• _Quoted passage_:
-*-
Apparently, when employees of Microsoft’s Online Safety Team complained that they had seen too much morbid and disturbing content on the internet, the tech giant simply told them to take more smoke breaks according to a lawsuit filed against the company.
According to a report from The Daily Beast, the Microsoft Online Safety Team has almost “God-like” status and were able to “literally view any customer’s communications at any time.” In particular, they were tasked with screening Microsoft’s users’ communications for evidence of child pornography and other crimes.
Upon finding any such evidence they were then to take certain steps which are detailed in an email from a Microsoft spokesperson:
“Microsoft applies industry-leading, cutting-edge technology to help detect and classify illegal images of child abuse and exploitation that are shared by users on Microsoft Services. Once verified by a specially trained employee, the company removes the image, reports it to the National Center for Missing & Exploited Children, and bans the users who shared the images from our services. We have put in place robust wellness programs to ensure the employees who handle this material have the resources and support they need.”
But it seems the “wellness programs” at Microsoft aren’t as robust as we are led to believe. Henry Soto and Greg Blauert both claim to have suffered significant psychological injuries.
While necessary work, not just anyone is mentally capable of handling what Soto and Blauert endured. The lawsuit filed says Soto saw “horrible brutality, murder, indescribable sexual assaults, videos of humans dying and, in general, videos and photographs designed to entertain the most twisted and sick-minded people in the world.”
“Many people simply cannot imagine what Mr. Soto had to view on a daily basis as most people do not understand how horrible and inhumane the worst people in the world can be.”
“He had trouble with sleep disturbance, nightmares,” the suit alleges. “He suffered from an internal video screen in his head and could see disturbing images, he suffered from irritability, increased startle, anticipatory anxiety, and was easily distractible.”
After seeing a video of the abuse and murder of a child Soto says he also started having auditory hallucinations.
Now Microsoft has another team that also reports online crimes called the Digital Crimes Unit. That team enjoys a comprehensive mental health care package that was not extended to Soto and Blauert’s team.
Instead, they got a counselor. Which is better than nothing but when dealing with this kind of trauma a psychiatrist is more along the lines of what you need. The counselor, part of the robust “wellness program”, began dishing out a diagnosis of “compassion trauma”. However, the suit alleges the counselor “lacked sufficient knowledge and training regarding vicarious trauma or PTSD and lacked the authority to take employees off content or rotate them entirely out of the department.”
Blauert suffered a similar fate after being made to look through “thousands of images of child pornography, adult pornography, and bestiality that graphically depicted the violence and depravity of the perpetrators.”
When he or a co-worker broke down at work they were simply told to leave early as part of the companies “wellness program”.
Blauert began having nightmares and experiencing intrusive mental images.
Both men were placed on medical leave after years of work after finally being diagnosed with PTSD. Upon applying for worker’s compensation both men were summarily denied and received letters stating “the worker’s condition is not an occupational disease.”
-*-
• _What this task involves_:
According to the article about the Microsoft lawsuit, which other Microsoft team received a comprehensive mental health care package? The listing is separate material and has no connection to the article about the Microsoft lawsuit.

• _Input data_:
-*-
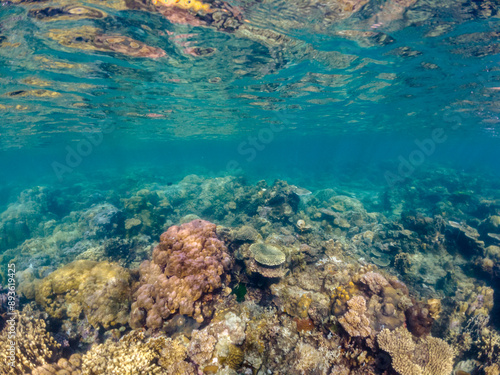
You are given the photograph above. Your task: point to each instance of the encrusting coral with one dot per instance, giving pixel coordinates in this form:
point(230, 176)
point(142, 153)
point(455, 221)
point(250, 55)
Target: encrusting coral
point(34, 346)
point(429, 356)
point(102, 291)
point(188, 264)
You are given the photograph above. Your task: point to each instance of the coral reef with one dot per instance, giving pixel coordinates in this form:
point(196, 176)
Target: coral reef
point(317, 279)
point(134, 354)
point(188, 264)
point(354, 320)
point(33, 345)
point(430, 356)
point(102, 291)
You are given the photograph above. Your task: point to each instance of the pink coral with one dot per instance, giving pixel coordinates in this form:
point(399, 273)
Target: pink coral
point(187, 264)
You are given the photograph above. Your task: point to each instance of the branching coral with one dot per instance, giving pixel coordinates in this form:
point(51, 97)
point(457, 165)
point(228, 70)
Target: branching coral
point(101, 290)
point(136, 355)
point(34, 345)
point(64, 366)
point(188, 263)
point(354, 321)
point(430, 356)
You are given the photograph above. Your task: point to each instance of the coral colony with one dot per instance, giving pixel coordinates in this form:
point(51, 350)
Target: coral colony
point(317, 285)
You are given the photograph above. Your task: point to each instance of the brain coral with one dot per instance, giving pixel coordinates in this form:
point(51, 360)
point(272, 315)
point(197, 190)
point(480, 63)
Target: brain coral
point(267, 255)
point(187, 264)
point(430, 356)
point(102, 291)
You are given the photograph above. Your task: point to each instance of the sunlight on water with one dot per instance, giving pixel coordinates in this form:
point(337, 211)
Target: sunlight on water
point(249, 187)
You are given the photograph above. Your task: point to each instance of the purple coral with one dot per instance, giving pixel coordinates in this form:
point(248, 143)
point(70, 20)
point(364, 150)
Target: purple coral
point(188, 263)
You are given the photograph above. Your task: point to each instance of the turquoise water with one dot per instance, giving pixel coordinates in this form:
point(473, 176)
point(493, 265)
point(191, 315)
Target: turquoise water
point(121, 119)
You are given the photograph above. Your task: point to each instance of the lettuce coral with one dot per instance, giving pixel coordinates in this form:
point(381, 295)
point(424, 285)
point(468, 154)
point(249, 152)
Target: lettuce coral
point(188, 263)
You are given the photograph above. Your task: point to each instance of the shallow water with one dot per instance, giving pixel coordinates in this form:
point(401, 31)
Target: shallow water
point(121, 119)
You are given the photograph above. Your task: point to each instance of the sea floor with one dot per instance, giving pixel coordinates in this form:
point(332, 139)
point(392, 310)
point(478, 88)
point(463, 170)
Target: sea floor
point(137, 274)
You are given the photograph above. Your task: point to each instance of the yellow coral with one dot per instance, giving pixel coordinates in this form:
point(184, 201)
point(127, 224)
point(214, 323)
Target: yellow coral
point(354, 321)
point(136, 355)
point(184, 4)
point(101, 290)
point(430, 356)
point(35, 346)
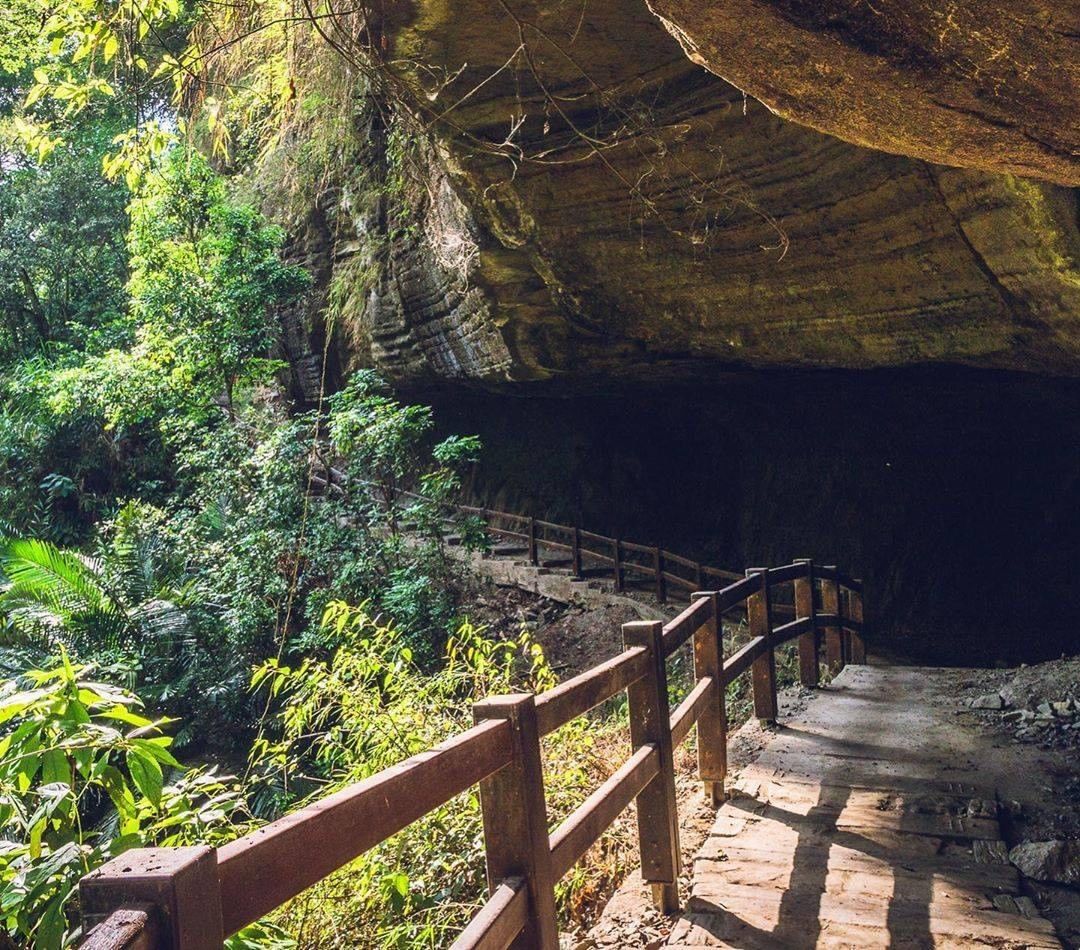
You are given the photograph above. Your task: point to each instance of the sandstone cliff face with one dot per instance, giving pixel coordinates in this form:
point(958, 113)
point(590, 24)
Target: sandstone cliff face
point(986, 84)
point(588, 203)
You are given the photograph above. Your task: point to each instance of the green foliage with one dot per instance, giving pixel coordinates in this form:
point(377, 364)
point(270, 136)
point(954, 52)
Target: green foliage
point(205, 274)
point(84, 776)
point(367, 707)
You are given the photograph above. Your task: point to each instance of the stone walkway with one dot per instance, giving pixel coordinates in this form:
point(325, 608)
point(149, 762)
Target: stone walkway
point(866, 822)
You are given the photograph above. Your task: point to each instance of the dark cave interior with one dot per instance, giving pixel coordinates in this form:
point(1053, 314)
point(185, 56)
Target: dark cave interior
point(955, 493)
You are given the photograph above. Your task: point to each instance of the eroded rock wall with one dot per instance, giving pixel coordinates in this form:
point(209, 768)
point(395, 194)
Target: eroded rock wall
point(589, 204)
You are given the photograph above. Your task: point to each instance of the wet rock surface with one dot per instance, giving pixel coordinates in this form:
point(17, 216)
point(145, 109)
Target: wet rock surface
point(1040, 804)
point(597, 206)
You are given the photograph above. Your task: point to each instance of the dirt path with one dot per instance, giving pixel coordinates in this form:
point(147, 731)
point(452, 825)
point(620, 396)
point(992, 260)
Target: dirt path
point(869, 819)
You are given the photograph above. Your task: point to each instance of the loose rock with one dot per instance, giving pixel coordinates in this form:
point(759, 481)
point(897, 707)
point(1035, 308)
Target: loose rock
point(1055, 862)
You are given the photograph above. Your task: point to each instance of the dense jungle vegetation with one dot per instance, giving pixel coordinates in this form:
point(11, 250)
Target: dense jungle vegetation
point(214, 604)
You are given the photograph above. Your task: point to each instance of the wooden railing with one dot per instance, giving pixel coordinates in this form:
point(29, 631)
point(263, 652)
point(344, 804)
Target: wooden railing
point(190, 898)
point(610, 556)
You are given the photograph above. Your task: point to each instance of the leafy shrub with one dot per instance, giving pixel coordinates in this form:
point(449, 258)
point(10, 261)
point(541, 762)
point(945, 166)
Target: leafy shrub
point(84, 776)
point(369, 706)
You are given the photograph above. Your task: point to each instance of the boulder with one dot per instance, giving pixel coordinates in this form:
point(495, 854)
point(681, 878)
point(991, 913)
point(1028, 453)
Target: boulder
point(1054, 862)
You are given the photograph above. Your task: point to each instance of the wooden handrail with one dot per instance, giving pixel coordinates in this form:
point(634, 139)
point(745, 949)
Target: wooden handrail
point(192, 898)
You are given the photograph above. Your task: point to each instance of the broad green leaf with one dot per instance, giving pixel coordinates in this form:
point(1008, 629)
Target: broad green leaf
point(146, 774)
-*-
• _Answer to this task_:
The Digital Crimes Unit.